Express the lines below as a JSON list of strings, one string per line and no blank lines, starting at the line that contains "Exercise. Annotate the green" and ending at the line that contains "x=215, y=24", both included. Include no other lines from the entries.

───── Entries provided

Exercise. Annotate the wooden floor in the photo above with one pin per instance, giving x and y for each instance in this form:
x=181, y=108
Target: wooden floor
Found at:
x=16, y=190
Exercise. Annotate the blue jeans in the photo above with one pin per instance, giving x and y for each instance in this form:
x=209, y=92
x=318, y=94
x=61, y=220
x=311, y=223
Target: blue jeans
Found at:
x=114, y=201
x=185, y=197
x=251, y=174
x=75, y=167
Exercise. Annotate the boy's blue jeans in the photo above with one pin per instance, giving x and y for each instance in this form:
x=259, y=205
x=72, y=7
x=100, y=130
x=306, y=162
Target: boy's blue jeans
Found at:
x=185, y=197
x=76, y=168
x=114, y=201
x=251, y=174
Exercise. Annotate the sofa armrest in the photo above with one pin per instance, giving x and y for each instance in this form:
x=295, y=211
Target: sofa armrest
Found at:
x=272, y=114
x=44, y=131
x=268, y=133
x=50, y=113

──────────
───── Entries provided

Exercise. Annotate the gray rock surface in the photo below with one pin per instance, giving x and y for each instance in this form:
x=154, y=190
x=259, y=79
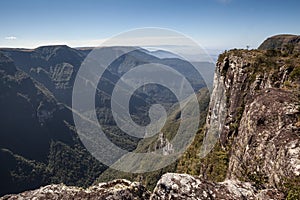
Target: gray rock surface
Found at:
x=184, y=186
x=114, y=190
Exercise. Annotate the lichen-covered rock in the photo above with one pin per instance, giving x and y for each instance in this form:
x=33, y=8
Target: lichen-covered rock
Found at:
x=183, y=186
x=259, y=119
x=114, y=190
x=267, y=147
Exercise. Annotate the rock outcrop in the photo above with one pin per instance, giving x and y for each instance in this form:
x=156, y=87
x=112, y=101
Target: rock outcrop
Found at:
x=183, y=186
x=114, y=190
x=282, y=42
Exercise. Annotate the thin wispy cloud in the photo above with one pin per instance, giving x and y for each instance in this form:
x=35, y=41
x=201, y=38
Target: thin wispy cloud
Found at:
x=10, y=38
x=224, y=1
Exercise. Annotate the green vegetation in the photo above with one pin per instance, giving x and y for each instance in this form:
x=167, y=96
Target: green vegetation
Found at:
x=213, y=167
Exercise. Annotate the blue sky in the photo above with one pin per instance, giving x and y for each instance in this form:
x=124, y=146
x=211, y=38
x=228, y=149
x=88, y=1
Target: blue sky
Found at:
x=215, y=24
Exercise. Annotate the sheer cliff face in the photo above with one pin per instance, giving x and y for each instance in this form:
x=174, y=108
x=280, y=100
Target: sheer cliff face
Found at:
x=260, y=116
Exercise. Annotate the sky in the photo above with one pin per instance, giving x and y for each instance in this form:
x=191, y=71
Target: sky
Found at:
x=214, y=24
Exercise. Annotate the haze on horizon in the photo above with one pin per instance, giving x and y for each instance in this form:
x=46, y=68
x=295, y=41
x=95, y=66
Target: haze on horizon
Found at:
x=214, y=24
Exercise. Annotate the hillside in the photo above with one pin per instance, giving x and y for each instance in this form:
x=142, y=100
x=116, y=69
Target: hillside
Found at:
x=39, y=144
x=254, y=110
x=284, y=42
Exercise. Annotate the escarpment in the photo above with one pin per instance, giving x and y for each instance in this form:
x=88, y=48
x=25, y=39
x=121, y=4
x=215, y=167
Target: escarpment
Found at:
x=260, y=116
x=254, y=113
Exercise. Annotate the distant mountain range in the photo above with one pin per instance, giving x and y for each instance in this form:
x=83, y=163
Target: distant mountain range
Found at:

──────────

▶ Exercise solution
[
  "Exercise. Annotate the green vegetation in the photo above with one pin per instance, giving x and y for each instance in this form:",
  "x=167, y=96",
  "Target: green vegetation",
  "Found at:",
  "x=213, y=167",
  "Exercise. Annotate the blue sky in the photo above with one pin per instance, giving x and y for each instance in this form:",
  "x=124, y=146",
  "x=211, y=38",
  "x=228, y=149",
  "x=88, y=1",
  "Target: blue sky",
  "Found at:",
  "x=215, y=24"
]